[THE EXERCISE]
Copy out each of the following lines word for word, without changing a single character.

[ENTRIES PROVIDED]
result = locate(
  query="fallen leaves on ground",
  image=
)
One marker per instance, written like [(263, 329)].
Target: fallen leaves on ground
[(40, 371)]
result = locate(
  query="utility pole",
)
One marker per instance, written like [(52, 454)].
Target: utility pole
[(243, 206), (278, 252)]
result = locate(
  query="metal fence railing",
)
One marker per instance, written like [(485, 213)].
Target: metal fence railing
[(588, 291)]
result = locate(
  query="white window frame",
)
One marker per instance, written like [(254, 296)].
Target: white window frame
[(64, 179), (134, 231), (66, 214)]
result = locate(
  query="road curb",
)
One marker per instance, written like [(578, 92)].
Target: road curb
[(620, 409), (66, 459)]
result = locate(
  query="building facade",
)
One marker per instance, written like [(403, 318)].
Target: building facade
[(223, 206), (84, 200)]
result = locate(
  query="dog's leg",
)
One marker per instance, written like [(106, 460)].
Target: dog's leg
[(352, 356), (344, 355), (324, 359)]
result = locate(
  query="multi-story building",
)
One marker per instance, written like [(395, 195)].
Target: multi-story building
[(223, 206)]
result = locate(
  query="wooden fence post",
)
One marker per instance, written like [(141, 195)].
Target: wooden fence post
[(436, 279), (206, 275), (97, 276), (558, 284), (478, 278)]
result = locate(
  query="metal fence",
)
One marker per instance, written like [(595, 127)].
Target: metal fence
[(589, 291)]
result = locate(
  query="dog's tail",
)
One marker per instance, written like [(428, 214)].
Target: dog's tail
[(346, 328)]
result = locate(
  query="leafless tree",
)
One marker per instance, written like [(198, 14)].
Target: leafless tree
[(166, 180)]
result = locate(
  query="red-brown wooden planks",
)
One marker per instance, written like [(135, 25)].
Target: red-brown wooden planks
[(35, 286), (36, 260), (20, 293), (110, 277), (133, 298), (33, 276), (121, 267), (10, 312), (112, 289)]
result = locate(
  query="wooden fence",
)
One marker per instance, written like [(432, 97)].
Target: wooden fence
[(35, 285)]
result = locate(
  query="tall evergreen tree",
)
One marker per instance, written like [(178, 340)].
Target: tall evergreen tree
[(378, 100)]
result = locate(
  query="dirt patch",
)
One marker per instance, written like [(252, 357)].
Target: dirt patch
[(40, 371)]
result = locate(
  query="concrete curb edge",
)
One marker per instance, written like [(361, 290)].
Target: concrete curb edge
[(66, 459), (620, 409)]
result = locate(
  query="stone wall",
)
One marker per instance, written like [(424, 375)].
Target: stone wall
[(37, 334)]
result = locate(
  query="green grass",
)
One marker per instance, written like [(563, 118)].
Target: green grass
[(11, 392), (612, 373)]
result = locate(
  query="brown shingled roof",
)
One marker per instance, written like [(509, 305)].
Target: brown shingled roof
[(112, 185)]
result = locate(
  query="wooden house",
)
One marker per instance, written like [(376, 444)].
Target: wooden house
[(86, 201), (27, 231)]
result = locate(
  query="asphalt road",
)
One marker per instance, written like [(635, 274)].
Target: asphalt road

[REPLY]
result = locate(
  query="fallen leaves on ground",
  image=
)
One marker per instance, written like [(263, 329)].
Target: fallen leaves on ground
[(40, 371)]
result = locate(
  query="utility pole",
)
One marker per instance, written like [(52, 454)].
Target: utility pole
[(243, 206), (278, 252)]
result = locate(
  query="metal fence railing",
)
One marker per instance, written like [(485, 213)].
Target: metal fence railing
[(588, 291)]
result = locate(
  query="white window frame",
)
One marker per instance, written like [(254, 296)].
Target: white window frame
[(64, 179), (134, 231), (66, 214)]
result = locate(
  query="road curb",
)
One marker per instance, written like [(578, 92)].
Target: road curb
[(620, 409), (66, 459)]
result = locate(
  query="building facade",
)
One marker per instance, written like [(403, 318)].
Target: building facade
[(223, 206), (84, 200)]
result = locate(
  query="dog's leg",
)
One marker per instance, written like [(106, 460)].
Target: dog's leg
[(352, 356), (344, 355), (324, 359)]
result = locate(
  query="multi-story building",
)
One marker per instance, written like [(395, 195)].
Target: multi-story building
[(223, 206)]
result = locate(
  query="wooden fence post",
)
One marker per instance, written like [(141, 195)].
Target: wooden fence post
[(436, 279), (206, 275), (97, 276), (558, 284), (478, 278)]
result = locate(
  query="metal fence",
)
One marker per instance, written like [(595, 127)].
Target: metal fence
[(589, 291)]
result = locate(
  query="dog's tail",
)
One marker per instance, written like [(428, 214)].
Target: dog's tail
[(346, 328)]
result = locate(
  query="leafless tree",
)
One marker per instance, written like [(198, 14)].
Target: leafless tree
[(166, 180)]
result = locate(
  query="red-brown wooden planks",
)
One marker per instance, written like [(135, 25)].
Target: red-brown wooden planks
[(35, 286), (36, 260), (20, 293), (110, 277), (133, 298), (33, 276), (121, 267), (10, 312), (112, 289)]
result = locate(
  query="wooden fence",
)
One marker per instance, written like [(432, 97)].
Target: wooden fence
[(35, 285)]
result = locate(
  query="tall evergreen tree",
)
One marker per instance, written like [(178, 340)].
Target: tall evergreen tree
[(378, 100)]
result = locate(
  query="dirt patch",
)
One marker per instance, written like [(252, 357)].
Target: dirt patch
[(40, 371)]
result = locate(
  query="concrete curb edge",
)
One marker per instance, written like [(361, 290)].
Target: concrete curb edge
[(66, 459), (620, 409)]
result = locate(
  query="stone wall",
)
One marker per instance, written like [(424, 375)].
Target: stone wall
[(37, 334)]
result = locate(
  query="green grass",
)
One marker per instance, written like [(563, 118)].
Target: green grass
[(11, 392), (612, 373)]
result = locate(
  query="brown shingled roof",
)
One marker per instance, written like [(509, 305)].
Target: brown shingled roof
[(112, 185)]
result = locate(
  query="wooden house",
)
One marker per instance, written like [(376, 444)].
Target: wooden house
[(86, 201), (27, 231)]
result = locate(
  query="asphalt road",
)
One marker per instance, written like [(635, 274)].
Target: asphalt road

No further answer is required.